#### RECORDS SUPPLIED

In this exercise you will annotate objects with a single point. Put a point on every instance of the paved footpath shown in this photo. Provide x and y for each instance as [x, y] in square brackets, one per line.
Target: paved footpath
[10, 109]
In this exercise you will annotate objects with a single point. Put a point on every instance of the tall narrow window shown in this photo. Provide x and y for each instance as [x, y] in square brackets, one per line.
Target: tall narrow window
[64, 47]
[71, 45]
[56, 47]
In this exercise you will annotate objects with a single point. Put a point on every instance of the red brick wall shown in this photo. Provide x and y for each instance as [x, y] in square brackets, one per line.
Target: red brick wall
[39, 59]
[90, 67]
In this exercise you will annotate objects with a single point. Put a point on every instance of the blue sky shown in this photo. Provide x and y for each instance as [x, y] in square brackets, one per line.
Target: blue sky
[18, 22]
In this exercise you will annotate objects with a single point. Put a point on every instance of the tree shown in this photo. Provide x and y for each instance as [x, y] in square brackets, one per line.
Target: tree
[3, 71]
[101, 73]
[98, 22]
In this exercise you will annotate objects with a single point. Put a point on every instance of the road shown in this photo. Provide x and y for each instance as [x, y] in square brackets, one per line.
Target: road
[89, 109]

########
#### RECORDS SUPPLIED

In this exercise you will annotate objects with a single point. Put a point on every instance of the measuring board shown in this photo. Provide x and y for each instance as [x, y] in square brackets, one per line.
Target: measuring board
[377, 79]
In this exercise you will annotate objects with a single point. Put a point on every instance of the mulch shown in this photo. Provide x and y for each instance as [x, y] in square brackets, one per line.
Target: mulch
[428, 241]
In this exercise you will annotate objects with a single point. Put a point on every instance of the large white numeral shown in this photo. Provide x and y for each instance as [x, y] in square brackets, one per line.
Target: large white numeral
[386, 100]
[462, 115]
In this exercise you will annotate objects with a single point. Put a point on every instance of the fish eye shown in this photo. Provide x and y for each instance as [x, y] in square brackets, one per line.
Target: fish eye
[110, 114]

########
#### RECORDS SUPPLIED

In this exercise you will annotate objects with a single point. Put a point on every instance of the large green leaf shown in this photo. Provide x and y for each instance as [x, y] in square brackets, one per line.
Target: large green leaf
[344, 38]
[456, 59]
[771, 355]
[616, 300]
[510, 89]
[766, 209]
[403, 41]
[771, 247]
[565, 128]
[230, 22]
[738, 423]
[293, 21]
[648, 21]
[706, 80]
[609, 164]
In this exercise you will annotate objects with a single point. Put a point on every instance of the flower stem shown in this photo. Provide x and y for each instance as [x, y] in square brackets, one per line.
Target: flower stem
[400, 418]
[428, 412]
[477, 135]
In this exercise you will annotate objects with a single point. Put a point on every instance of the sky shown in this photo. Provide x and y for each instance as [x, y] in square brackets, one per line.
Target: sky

########

- GOAL OF THE EXERCISE:
Starting at the line that contains "the sky shown" and stopping after the line that contains "Target: sky", express those lines as a JSON list of strings, one string per line, omitting blank lines.

- FINAL RESULT:
[
  "In this exercise you will annotate objects with a single point. Put a point on every instance of the sky shown in this photo. Provide x and y for each instance as [x, y] in square brackets, one per line.",
  "Target: sky"
]